_A run of records_
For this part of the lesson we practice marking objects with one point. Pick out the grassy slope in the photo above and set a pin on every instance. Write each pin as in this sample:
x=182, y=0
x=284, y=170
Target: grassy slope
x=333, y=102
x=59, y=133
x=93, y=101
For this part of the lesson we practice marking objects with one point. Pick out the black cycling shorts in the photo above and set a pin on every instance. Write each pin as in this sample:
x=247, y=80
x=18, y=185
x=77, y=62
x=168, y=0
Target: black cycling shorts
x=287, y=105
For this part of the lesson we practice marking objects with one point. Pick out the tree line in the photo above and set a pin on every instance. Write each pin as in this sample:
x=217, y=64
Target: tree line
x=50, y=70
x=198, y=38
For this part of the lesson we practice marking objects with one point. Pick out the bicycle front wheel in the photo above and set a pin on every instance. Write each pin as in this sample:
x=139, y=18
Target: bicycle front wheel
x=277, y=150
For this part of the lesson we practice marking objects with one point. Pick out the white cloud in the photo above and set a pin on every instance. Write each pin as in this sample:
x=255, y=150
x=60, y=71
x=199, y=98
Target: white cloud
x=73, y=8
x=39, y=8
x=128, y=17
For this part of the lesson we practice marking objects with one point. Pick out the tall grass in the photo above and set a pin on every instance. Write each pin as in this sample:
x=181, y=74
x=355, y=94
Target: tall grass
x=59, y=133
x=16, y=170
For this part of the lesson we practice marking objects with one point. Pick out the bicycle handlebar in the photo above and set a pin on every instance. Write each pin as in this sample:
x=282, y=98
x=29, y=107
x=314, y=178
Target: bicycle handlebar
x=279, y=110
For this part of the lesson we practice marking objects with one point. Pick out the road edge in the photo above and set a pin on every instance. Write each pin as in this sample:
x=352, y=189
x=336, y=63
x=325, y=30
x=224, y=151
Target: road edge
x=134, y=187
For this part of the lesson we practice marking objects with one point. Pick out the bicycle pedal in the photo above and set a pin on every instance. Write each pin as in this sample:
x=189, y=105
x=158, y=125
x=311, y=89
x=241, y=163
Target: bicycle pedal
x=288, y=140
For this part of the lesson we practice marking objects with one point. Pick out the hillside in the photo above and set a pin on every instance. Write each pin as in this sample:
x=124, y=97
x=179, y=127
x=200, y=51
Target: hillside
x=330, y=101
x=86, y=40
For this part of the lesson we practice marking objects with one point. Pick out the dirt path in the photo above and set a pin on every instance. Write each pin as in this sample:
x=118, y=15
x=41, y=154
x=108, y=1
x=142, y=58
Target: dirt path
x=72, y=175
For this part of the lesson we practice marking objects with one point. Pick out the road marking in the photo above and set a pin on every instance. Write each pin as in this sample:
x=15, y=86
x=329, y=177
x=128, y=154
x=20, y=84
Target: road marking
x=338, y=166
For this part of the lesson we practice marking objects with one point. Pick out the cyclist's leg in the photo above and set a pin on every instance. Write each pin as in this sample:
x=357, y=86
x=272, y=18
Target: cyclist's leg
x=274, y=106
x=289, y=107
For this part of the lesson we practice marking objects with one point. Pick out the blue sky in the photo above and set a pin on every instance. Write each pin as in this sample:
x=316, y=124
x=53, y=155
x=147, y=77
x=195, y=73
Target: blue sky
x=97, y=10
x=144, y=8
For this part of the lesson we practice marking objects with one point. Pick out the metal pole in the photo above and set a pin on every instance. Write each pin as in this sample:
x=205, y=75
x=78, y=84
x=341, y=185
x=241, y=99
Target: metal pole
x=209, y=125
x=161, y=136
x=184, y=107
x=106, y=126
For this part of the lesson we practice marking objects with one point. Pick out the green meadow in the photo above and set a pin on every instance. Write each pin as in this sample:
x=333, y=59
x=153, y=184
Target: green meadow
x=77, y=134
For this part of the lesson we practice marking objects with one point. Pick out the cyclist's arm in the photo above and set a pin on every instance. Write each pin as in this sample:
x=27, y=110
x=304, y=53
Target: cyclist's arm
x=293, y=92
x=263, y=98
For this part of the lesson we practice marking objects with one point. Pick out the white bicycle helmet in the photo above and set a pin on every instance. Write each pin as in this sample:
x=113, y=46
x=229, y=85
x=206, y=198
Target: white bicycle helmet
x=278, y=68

_GIVEN EXERCISE_
Starting at the line that contains "out the dirt", output each remaining line of the listing, the last line included, exactly as it appears.

_REPLY_
For this part of the lesson we practice marking objects with one point. Pick out the dirt path in the photo above and set a pin on every instance. Write each pin as in this sample:
x=118, y=15
x=41, y=154
x=108, y=1
x=142, y=58
Target: dirt path
x=72, y=175
For this part of the lesson we practice marking objects with one point. Pick out the road marking in the photo above and set a pin on every instance. Write each pin as in this sample:
x=15, y=86
x=329, y=177
x=128, y=154
x=20, y=84
Target: road marking
x=338, y=166
For this part of the lesson we practice marking objects with one point. Pick out the cyclist's leg in the photo above and set a pin on every instance. Write each pin as in this sample:
x=357, y=86
x=272, y=18
Target: cyclist's leg
x=274, y=106
x=289, y=107
For this part of the lesson we practice marking objects with one point. Pick out the blue sky in the photo above and set a pin on every instance. Write each pin as in this sample:
x=316, y=124
x=53, y=155
x=147, y=77
x=195, y=73
Target: blue sky
x=97, y=10
x=144, y=8
For this part of the lesson we practice marking objects with one point. Pick out the metal pole in the photo above and set a pin on every instance. Write each pin as in this sample:
x=205, y=75
x=78, y=84
x=341, y=185
x=241, y=99
Target: metal pole
x=209, y=125
x=161, y=136
x=184, y=107
x=106, y=126
For this part of the lesson we practice marking objects with one point. Pick out the green meadow in the photo above and set a pin on every instance. Write each pin as in this sample:
x=333, y=59
x=153, y=184
Target: green meadow
x=77, y=134
For this part of the lesson we practice marking objects with one point. Pick out the cyclist's arm in the photo above and set a pin on every instance. Write each pin as in this sample:
x=27, y=110
x=304, y=53
Target: cyclist's arm
x=293, y=92
x=263, y=98
For this part of the lesson we practice marking objects with one point. Pick out the white bicycle helmet in the photo above and set a pin on every instance. Write each pin as in this sample:
x=113, y=46
x=229, y=85
x=206, y=198
Target: white bicycle helmet
x=278, y=68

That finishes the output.